::: DATA FOR THIS TASK :::

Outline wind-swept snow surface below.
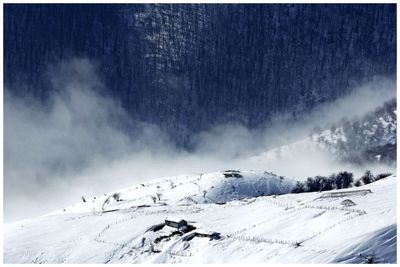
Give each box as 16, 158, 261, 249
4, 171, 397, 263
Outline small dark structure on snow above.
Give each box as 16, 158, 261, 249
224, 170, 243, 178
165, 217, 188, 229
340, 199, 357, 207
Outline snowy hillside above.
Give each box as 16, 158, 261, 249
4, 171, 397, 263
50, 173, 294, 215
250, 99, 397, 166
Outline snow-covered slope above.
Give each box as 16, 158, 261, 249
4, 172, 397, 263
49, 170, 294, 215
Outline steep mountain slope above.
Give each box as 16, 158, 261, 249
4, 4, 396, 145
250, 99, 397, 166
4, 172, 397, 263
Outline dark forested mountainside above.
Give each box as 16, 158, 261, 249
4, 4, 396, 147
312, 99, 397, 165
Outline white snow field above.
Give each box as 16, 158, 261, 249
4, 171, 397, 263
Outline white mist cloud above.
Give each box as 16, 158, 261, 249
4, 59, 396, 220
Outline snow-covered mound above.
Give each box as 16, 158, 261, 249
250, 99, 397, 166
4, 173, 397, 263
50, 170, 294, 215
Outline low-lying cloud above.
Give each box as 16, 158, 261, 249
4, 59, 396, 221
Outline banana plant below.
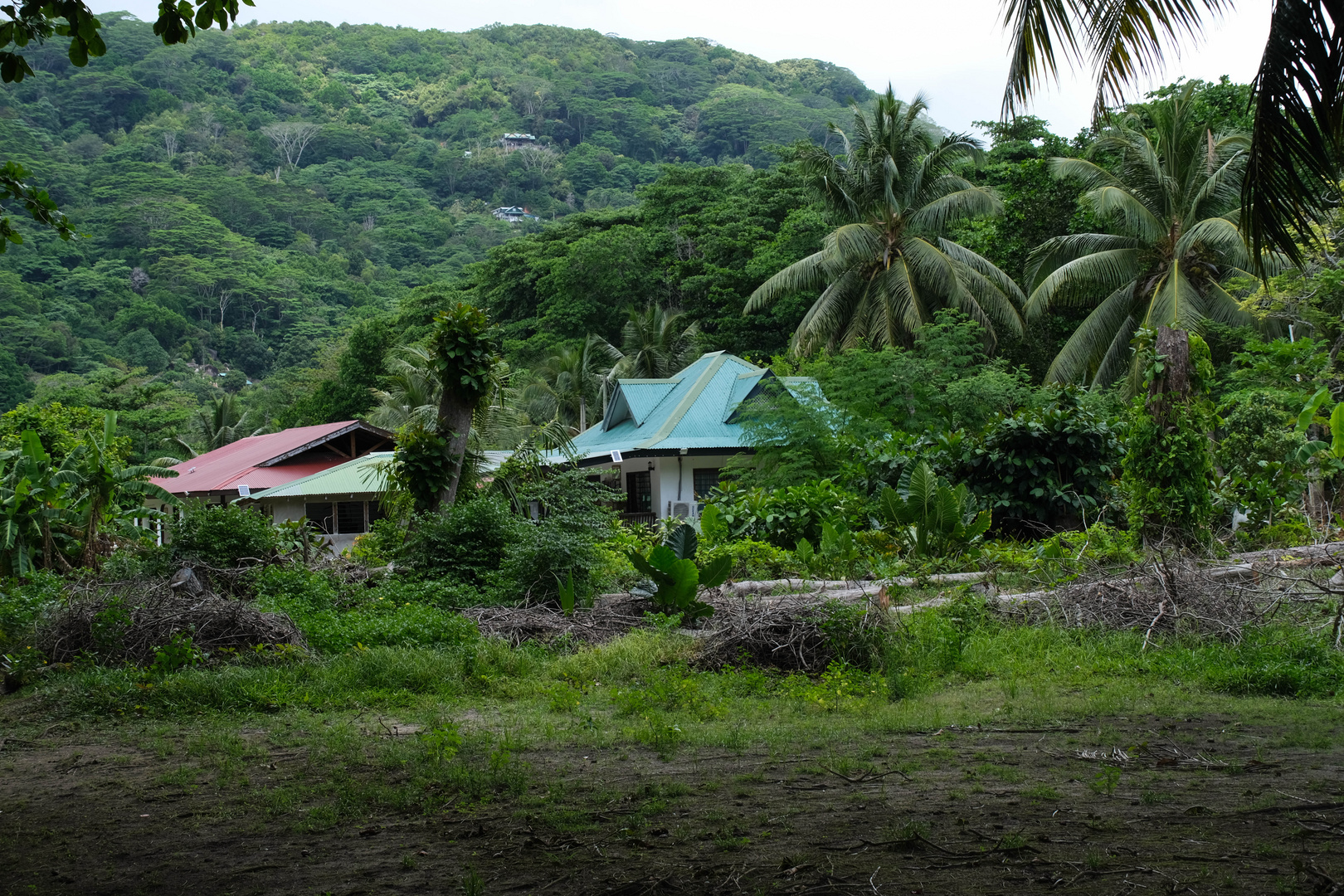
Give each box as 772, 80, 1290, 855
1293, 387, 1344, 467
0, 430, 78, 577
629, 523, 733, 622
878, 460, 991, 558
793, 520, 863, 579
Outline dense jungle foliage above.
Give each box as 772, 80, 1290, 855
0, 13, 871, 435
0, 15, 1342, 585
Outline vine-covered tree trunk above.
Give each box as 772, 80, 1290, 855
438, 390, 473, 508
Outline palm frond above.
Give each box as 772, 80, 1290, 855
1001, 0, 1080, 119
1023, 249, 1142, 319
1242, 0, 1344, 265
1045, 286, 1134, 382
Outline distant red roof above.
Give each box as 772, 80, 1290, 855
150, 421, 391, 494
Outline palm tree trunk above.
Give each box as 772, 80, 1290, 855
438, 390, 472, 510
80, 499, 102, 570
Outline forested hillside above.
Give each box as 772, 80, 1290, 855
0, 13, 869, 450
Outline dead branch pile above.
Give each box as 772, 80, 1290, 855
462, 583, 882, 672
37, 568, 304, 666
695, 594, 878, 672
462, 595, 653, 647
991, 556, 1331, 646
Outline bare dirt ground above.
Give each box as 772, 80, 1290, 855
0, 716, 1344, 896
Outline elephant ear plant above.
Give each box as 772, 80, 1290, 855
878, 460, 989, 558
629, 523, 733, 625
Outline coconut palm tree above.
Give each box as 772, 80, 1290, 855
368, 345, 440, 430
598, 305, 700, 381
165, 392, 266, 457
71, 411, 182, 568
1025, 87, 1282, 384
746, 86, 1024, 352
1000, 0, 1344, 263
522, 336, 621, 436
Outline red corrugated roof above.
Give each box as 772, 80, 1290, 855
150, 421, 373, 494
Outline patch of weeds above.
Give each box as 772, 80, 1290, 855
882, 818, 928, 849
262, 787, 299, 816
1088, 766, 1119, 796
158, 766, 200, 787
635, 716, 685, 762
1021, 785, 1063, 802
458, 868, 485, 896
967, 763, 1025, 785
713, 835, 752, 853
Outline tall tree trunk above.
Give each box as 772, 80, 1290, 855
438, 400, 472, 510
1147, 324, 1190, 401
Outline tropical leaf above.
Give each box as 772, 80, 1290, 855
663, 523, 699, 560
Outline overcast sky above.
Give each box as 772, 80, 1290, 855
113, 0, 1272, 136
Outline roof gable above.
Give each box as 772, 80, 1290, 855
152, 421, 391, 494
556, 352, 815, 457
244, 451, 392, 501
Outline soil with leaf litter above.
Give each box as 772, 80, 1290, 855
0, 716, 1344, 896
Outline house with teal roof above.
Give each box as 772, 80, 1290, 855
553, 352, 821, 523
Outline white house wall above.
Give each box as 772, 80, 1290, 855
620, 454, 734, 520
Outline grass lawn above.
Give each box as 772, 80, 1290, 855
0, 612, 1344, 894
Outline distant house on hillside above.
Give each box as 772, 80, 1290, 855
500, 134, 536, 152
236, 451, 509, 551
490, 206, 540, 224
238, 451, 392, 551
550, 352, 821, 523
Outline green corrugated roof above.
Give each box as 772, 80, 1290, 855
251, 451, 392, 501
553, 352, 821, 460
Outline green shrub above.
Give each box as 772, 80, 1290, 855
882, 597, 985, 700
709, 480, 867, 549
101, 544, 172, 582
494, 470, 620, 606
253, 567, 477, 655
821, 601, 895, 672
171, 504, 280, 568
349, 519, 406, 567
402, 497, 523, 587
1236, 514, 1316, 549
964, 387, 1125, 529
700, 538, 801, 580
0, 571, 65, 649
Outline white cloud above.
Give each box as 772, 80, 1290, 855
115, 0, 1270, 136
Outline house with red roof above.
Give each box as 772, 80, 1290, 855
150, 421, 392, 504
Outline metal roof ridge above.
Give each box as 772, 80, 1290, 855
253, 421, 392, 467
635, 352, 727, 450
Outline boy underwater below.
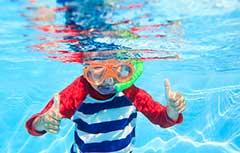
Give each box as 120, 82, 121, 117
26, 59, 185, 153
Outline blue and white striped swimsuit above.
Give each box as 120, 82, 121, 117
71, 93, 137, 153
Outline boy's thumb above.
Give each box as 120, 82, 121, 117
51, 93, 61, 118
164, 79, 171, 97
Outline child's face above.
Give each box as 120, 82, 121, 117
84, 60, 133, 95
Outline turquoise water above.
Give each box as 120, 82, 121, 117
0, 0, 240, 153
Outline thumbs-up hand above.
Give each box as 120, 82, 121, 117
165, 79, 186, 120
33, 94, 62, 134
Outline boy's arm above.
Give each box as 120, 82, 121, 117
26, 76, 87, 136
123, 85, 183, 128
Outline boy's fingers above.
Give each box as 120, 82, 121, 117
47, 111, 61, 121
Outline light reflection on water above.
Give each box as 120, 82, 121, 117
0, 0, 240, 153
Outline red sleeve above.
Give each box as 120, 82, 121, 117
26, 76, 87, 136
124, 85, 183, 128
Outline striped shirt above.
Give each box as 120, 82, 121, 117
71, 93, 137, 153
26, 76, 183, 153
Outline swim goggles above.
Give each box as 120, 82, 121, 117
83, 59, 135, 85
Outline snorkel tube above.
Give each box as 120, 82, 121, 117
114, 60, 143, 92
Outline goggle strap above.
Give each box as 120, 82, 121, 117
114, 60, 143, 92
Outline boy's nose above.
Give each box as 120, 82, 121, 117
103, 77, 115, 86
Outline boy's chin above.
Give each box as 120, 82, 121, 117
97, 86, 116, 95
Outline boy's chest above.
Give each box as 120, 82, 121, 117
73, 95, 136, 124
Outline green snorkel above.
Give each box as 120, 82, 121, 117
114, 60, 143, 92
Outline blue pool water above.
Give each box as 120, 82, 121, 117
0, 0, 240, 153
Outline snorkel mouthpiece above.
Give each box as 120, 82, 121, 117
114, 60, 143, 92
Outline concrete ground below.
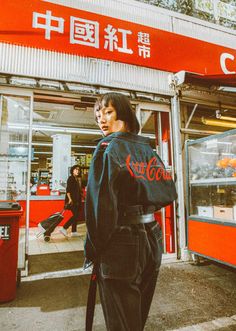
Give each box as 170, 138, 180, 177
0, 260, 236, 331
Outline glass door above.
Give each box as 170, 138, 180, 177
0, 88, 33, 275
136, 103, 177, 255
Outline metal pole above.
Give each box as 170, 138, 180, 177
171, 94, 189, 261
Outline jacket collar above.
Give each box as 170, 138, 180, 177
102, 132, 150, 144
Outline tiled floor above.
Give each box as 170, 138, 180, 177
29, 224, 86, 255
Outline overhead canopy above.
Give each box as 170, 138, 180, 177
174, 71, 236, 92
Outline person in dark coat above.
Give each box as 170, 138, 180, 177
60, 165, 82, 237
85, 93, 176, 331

:::

*WRITTEN EXERCISE:* Turn all of the data above into a JSON list of strings, one string per line, with blank lines skipped. Leave the pictures out of the answer.

*ANSWER TO THE TASK:*
[
  "Outline wind-swept snow surface below.",
  "Give each box as 16, 158, 261, 249",
  "4, 171, 397, 263",
  "Outline small dark structure on snow above.",
  "Give each box as 16, 158, 261, 249",
  "224, 170, 243, 178",
  "165, 217, 188, 229",
  "340, 199, 357, 207",
  "Outline snowy hillside above.",
  "Give each box as 16, 158, 261, 249",
  "4, 171, 397, 263",
  "50, 173, 294, 215",
  "250, 99, 397, 166",
  "Outline snow-covered slope above.",
  "Give each box as 16, 158, 261, 249",
  "4, 172, 397, 263",
  "49, 170, 294, 215",
  "Outline steep mountain slope above.",
  "Give each box as 16, 158, 261, 249",
  "4, 4, 396, 145",
  "250, 99, 397, 166",
  "4, 172, 397, 263",
  "Outline dark forested mountainside above.",
  "Give each box as 16, 158, 261, 249",
  "4, 4, 396, 147",
  "312, 99, 397, 165",
  "Outline white snow field above.",
  "Give each box as 16, 158, 261, 249",
  "4, 171, 397, 263",
  "Outline white mist cloud above.",
  "Give each box as 16, 158, 261, 249",
  "4, 59, 396, 220",
  "Outline snow-covered mound above.",
  "Give each box as 16, 158, 261, 249",
  "250, 99, 397, 166",
  "4, 173, 397, 263",
  "50, 170, 294, 215",
  "Outline low-lying cloud above.",
  "Give each box as 16, 158, 261, 249",
  "4, 59, 396, 221",
  "Outline banana plant below.",
  "Give each box as 772, 80, 1290, 855",
  "1293, 387, 1344, 467",
  "0, 430, 78, 577",
  "629, 523, 733, 622",
  "878, 460, 991, 558",
  "793, 520, 863, 579",
  "Outline dense jungle foliage above.",
  "Give each box as 772, 80, 1290, 855",
  "0, 13, 871, 435",
  "0, 15, 1342, 585",
  "Outline vine-covered tree trunk above.",
  "Give each box as 772, 80, 1290, 855",
  "438, 390, 473, 508",
  "Outline palm frond above.",
  "Give each box as 772, 80, 1290, 855",
  "1001, 0, 1080, 119",
  "1023, 249, 1142, 319",
  "1242, 0, 1344, 265",
  "1045, 286, 1134, 382",
  "Outline distant red roof above.",
  "Give each box as 772, 80, 1290, 855",
  "150, 421, 391, 494",
  "Outline palm tree trunk above.",
  "Give each box as 772, 80, 1290, 855",
  "438, 390, 472, 510",
  "80, 499, 102, 570",
  "Outline forested hillside above.",
  "Give each box as 772, 80, 1290, 855",
  "0, 13, 869, 450",
  "Outline dead branch pile above.",
  "Give each box as 772, 80, 1290, 855",
  "462, 583, 882, 672",
  "37, 568, 304, 666",
  "695, 594, 878, 672",
  "462, 595, 653, 647",
  "991, 556, 1331, 646",
  "Outline bare dirt ground above.",
  "Give each box as 772, 80, 1290, 855",
  "0, 716, 1344, 896",
  "Outline elephant ear plant above.",
  "Give each box as 772, 80, 1290, 855",
  "878, 460, 989, 558",
  "629, 523, 733, 625",
  "Outline coconut palm tree above.",
  "Give each box as 772, 80, 1290, 855",
  "368, 345, 440, 430",
  "598, 305, 700, 381",
  "165, 392, 266, 457",
  "71, 411, 182, 568",
  "1025, 87, 1282, 384",
  "746, 86, 1024, 352",
  "1000, 0, 1344, 263",
  "522, 336, 621, 436",
  "Outline red corrugated roof above.",
  "Give each box as 772, 80, 1290, 855",
  "150, 421, 373, 494",
  "Outline patch of weeds above.",
  "Give each box as 772, 80, 1290, 855",
  "882, 818, 928, 849",
  "262, 787, 299, 816",
  "1088, 766, 1119, 796",
  "158, 766, 200, 787",
  "635, 716, 685, 762",
  "1021, 785, 1063, 802",
  "458, 868, 485, 896",
  "967, 763, 1025, 785",
  "713, 835, 752, 853",
  "Outline tall tree trunk above.",
  "Give each box as 772, 80, 1290, 855",
  "438, 400, 472, 510",
  "1147, 324, 1190, 401",
  "Outline tropical leaf above.",
  "Give each box as 772, 80, 1290, 855",
  "663, 523, 699, 560",
  "Outline overcast sky above.",
  "Give each box as 772, 80, 1290, 855",
  "113, 0, 1272, 136",
  "Outline roof gable above.",
  "Give each box as 772, 80, 1290, 855",
  "152, 421, 391, 494",
  "556, 352, 815, 457",
  "244, 451, 392, 501",
  "Outline soil with leaf litter above.",
  "Give each box as 772, 80, 1290, 855",
  "0, 716, 1344, 896",
  "Outline house with teal roof above.",
  "Give each box as 772, 80, 1290, 855",
  "553, 352, 821, 523",
  "Outline white house wall above.",
  "Give each box as 772, 80, 1290, 855",
  "620, 454, 734, 520",
  "Outline grass lawn above.",
  "Give each box as 772, 80, 1290, 855",
  "0, 612, 1344, 894",
  "Outline distant house on hillside above.",
  "Give each box as 772, 80, 1290, 855",
  "500, 134, 536, 152",
  "236, 451, 509, 551",
  "490, 206, 540, 224",
  "238, 451, 392, 551",
  "550, 352, 821, 523",
  "Outline green corrugated roof above.",
  "Give each box as 772, 80, 1290, 855",
  "251, 451, 392, 501",
  "553, 352, 821, 460",
  "Outline green shrub above.",
  "Give each box as 772, 80, 1290, 855",
  "882, 597, 985, 700",
  "709, 480, 867, 549",
  "101, 544, 172, 582",
  "494, 470, 620, 606",
  "253, 567, 477, 655",
  "821, 601, 895, 672",
  "171, 504, 280, 568",
  "349, 519, 406, 567",
  "402, 497, 523, 587",
  "1236, 514, 1316, 549",
  "964, 387, 1125, 529",
  "700, 538, 801, 580",
  "0, 571, 65, 649",
  "Outline white cloud above.",
  "Give each box as 772, 80, 1290, 855",
  "115, 0, 1270, 136",
  "Outline house with red roof above.",
  "Give each box as 772, 80, 1290, 855",
  "150, 421, 392, 504",
  "Outline metal roof ridge above.",
  "Give each box as 772, 80, 1290, 855",
  "253, 421, 392, 467",
  "635, 352, 727, 450",
  "Outline boy underwater below.",
  "Give each box as 120, 82, 121, 117",
  "26, 59, 185, 153",
  "Outline blue and white striped swimsuit above.",
  "Give each box as 120, 82, 121, 117",
  "71, 93, 137, 153",
  "Outline boy's thumb above.",
  "Give each box as 120, 82, 121, 117",
  "51, 93, 61, 118",
  "164, 79, 171, 97",
  "Outline child's face above.",
  "Give each box as 120, 82, 121, 117",
  "84, 60, 133, 95",
  "Outline turquoise water above.",
  "Give each box as 120, 82, 121, 117",
  "0, 0, 240, 153",
  "Outline thumbs-up hand above.",
  "Give each box as 120, 82, 121, 117",
  "165, 79, 186, 120",
  "33, 94, 62, 134",
  "Outline boy's arm above.",
  "Give each box as 120, 82, 121, 117",
  "26, 76, 87, 136",
  "123, 85, 183, 128",
  "Outline boy's fingers above.",
  "Give each box as 120, 82, 121, 117",
  "47, 111, 61, 121",
  "Outline light reflection on water above.",
  "Give each box as 120, 82, 121, 117",
  "0, 0, 240, 153",
  "Outline red sleeve above.",
  "Give each box as 120, 82, 121, 117",
  "26, 76, 87, 136",
  "124, 85, 183, 128",
  "Outline striped shirt above.",
  "Give each box as 120, 82, 121, 117",
  "71, 93, 137, 153",
  "26, 76, 183, 153",
  "Outline swim goggles above.",
  "Give each box as 120, 82, 121, 117",
  "83, 59, 135, 85",
  "Outline snorkel tube above.",
  "Give each box as 120, 82, 121, 117",
  "114, 60, 143, 92",
  "Outline goggle strap above.",
  "Give each box as 120, 82, 121, 117",
  "114, 60, 143, 92",
  "Outline boy's nose above.",
  "Give each box as 120, 82, 121, 117",
  "103, 77, 115, 86",
  "Outline boy's chin above.",
  "Give each box as 120, 82, 121, 117",
  "97, 86, 116, 95",
  "Outline boy's chest above.",
  "Give each box as 120, 82, 121, 117",
  "73, 95, 136, 124",
  "Outline green snorkel above.",
  "Give each box as 120, 82, 121, 117",
  "114, 60, 143, 92",
  "Outline blue pool water above.",
  "Give each box as 120, 82, 121, 117",
  "0, 0, 240, 153",
  "Outline snorkel mouthpiece above.",
  "Give each box as 120, 82, 121, 117",
  "114, 60, 143, 92",
  "Outline concrete ground below.",
  "Give each box as 170, 138, 180, 177",
  "0, 260, 236, 331",
  "Outline glass door above.",
  "Give each box as 170, 138, 180, 177",
  "0, 88, 33, 275",
  "136, 103, 177, 255",
  "Outline metal pole above.",
  "Give each box as 170, 138, 180, 177",
  "171, 94, 189, 261",
  "Outline jacket collar above.",
  "Give each box as 170, 138, 180, 177",
  "102, 132, 150, 144",
  "Outline tiled floor above.",
  "Give each box as 170, 138, 180, 177",
  "29, 224, 86, 255",
  "Outline overhead canopy above.",
  "Give each box as 170, 138, 180, 177",
  "174, 71, 236, 92",
  "Outline person in dark coat above.",
  "Give each box as 170, 138, 180, 177",
  "60, 165, 82, 237",
  "85, 93, 176, 331"
]